[start of Input]

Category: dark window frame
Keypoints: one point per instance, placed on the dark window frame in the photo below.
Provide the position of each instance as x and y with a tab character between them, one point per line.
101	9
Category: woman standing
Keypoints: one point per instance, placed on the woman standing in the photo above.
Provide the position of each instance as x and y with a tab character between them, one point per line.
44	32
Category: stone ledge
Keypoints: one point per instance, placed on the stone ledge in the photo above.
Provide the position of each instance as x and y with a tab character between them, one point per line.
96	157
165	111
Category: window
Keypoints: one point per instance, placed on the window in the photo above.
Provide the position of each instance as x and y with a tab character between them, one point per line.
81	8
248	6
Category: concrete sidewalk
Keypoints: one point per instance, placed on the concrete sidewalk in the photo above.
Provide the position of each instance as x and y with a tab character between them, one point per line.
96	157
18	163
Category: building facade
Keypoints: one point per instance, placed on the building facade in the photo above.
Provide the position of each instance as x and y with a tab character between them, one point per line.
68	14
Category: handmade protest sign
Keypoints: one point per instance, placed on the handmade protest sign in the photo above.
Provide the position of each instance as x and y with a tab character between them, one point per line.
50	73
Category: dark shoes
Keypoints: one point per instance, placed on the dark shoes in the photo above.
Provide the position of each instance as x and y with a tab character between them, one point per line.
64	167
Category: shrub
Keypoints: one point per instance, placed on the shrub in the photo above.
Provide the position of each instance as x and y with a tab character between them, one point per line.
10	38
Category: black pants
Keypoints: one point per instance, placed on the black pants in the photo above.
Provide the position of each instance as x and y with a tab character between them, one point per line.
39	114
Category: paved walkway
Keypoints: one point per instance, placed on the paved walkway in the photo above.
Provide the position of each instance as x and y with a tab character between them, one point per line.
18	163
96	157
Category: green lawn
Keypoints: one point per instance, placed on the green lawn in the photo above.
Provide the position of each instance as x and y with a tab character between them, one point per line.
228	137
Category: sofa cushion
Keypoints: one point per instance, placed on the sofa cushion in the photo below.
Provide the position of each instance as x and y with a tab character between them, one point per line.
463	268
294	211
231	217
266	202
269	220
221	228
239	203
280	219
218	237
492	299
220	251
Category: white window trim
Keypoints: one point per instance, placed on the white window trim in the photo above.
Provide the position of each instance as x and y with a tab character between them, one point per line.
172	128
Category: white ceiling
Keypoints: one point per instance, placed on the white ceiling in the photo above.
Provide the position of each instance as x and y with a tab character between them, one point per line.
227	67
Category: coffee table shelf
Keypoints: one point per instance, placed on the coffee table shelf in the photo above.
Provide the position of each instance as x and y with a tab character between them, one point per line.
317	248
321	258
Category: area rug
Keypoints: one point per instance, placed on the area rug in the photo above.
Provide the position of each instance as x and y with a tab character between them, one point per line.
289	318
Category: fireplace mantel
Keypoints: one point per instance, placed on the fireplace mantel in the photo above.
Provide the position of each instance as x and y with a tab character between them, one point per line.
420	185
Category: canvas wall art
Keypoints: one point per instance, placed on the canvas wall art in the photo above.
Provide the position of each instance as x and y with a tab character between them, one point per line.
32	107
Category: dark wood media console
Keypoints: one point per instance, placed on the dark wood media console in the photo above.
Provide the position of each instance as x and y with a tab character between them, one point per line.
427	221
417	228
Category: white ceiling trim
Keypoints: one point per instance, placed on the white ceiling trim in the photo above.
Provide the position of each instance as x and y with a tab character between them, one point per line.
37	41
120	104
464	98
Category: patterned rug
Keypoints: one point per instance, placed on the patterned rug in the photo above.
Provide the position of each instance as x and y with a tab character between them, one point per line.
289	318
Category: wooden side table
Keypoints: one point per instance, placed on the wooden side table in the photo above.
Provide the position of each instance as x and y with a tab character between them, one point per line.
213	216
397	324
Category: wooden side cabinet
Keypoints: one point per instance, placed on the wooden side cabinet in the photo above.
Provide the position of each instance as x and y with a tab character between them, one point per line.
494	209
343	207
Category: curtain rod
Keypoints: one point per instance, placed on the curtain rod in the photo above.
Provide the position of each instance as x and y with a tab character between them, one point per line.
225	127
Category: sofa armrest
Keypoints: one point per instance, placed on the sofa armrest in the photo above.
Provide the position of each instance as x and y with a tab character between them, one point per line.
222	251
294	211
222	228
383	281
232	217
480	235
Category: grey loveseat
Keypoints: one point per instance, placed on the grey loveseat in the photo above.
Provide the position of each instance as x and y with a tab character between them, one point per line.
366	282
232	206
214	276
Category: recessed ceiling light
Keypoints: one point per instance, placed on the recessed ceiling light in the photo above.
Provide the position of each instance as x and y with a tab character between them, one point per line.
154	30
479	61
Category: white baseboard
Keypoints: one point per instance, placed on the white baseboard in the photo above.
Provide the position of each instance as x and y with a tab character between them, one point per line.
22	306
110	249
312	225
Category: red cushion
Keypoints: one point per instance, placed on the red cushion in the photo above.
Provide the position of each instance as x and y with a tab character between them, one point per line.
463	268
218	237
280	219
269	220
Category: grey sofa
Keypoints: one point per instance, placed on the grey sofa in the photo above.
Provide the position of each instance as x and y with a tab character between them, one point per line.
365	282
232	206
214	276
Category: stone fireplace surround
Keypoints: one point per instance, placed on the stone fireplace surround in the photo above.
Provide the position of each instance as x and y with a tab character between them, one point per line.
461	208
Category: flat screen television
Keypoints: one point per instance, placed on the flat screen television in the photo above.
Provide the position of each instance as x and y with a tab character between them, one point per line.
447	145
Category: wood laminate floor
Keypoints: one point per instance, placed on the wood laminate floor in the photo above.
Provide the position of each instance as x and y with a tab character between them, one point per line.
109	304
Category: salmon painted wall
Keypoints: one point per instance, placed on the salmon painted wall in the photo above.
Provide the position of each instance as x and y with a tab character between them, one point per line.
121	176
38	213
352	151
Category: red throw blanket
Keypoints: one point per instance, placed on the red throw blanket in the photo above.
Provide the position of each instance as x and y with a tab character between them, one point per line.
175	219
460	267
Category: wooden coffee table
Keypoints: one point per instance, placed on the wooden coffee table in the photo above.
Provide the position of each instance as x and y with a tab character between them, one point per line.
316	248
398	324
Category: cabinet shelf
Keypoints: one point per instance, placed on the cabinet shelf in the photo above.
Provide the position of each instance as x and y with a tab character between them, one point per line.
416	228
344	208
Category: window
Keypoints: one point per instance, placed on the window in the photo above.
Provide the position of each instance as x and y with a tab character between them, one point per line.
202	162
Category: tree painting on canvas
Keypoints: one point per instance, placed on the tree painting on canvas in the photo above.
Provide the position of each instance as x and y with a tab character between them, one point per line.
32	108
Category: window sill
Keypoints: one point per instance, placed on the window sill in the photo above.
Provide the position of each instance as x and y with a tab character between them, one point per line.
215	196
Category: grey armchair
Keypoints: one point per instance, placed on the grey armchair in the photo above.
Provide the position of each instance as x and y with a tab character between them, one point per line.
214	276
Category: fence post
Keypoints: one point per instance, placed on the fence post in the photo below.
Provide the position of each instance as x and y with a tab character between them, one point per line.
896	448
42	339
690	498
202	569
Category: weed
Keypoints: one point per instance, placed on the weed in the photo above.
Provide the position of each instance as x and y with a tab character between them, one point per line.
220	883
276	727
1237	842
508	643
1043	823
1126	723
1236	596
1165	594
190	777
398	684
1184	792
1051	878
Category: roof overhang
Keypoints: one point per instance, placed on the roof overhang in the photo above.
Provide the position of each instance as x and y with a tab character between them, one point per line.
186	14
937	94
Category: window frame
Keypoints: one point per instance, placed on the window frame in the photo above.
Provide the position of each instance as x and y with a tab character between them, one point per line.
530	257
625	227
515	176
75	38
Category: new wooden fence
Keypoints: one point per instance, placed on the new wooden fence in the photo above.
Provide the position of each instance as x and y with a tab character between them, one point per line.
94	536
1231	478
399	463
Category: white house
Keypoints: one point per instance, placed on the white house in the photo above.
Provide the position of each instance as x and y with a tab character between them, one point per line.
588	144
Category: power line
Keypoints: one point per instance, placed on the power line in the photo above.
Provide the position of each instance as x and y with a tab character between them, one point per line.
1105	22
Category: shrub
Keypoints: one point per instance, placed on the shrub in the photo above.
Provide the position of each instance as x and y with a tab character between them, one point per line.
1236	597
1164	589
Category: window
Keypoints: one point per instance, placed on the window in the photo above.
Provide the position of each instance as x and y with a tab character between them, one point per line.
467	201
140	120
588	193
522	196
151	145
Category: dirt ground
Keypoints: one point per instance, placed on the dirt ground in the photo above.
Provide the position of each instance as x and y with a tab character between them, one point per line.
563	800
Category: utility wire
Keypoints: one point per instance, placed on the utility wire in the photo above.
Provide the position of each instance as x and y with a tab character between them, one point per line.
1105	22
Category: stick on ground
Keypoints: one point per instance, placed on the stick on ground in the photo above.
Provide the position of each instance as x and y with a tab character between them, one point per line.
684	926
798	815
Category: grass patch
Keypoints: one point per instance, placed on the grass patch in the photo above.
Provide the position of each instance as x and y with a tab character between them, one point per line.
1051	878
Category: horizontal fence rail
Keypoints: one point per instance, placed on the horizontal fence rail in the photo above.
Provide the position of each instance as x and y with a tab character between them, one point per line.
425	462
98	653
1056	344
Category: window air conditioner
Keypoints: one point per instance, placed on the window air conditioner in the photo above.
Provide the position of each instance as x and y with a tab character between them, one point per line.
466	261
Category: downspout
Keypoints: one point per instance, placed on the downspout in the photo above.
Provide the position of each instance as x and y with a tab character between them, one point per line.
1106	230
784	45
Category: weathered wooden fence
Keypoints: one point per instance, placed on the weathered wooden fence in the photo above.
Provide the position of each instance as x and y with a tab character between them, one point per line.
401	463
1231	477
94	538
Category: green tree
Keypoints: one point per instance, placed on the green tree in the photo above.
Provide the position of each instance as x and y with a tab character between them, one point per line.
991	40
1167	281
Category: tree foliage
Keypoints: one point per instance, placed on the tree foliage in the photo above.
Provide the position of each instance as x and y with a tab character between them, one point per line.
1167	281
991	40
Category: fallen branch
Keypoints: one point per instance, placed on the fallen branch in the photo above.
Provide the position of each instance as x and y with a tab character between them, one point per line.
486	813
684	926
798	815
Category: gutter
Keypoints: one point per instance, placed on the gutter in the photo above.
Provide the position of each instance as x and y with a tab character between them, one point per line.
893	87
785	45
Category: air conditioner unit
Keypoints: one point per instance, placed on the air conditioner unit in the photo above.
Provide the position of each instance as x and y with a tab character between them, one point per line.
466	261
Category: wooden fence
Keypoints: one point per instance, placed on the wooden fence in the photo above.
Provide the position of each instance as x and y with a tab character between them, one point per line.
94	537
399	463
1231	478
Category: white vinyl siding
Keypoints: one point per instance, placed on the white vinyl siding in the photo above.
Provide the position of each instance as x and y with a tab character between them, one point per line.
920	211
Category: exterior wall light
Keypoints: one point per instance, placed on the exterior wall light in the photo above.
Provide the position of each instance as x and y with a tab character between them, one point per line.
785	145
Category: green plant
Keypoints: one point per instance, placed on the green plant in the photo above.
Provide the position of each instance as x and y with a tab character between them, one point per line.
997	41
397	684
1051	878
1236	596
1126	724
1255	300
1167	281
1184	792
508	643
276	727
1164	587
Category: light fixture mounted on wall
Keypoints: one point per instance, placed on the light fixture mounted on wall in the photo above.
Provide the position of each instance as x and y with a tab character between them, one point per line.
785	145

[end of Input]

Exercise -
Rewrite the lines starting with the line containing "Category: air conditioner unit" and going on through the end of the records, switching "wooden fence" to "picket fence" and leaving everything else unchanged.

Solution to this problem -
Category: air conditioner unit
Keypoints: one point per instance, placed on the air conditioner unit in the photo above.
Provide the position of each instance as x and y with a tab character between them, one point per line.
466	261
Category: picket fence
Keypoints: one point per instance, placed on the picket fence in the photo above.
Provide the position of each instance as x and y with a tab character between them, one point per line.
94	537
399	463
1231	478
Category: white vinyl siding
Keypoints: one point per instance, placed on the white vinyl siding in the photo above.
Provide the position of each instance as x and y with a tab character between them, one point per line.
920	211
Category: exterior wall light
Keypoints: one point per instance, placed on the exterior wall light in the photo above.
Provide the position of each instance as x and y with a tab character between them, one point per line.
785	145
Category: green plant
Keypoints: one point per instance, placed on the green plant in the photo above.
Provide the position of each instance as x and y with a tab character between them, one point per line.
997	41
397	684
1051	878
1236	596
1126	724
1255	300
1167	281
1184	792
508	643
276	727
1164	587
Category: light fixture mounted on wall
Keypoints: one point per instance, placed on the light fixture mounted on wall in the photo above.
Provide the position of each instance as x and y with a tab character between them, one point per line.
785	145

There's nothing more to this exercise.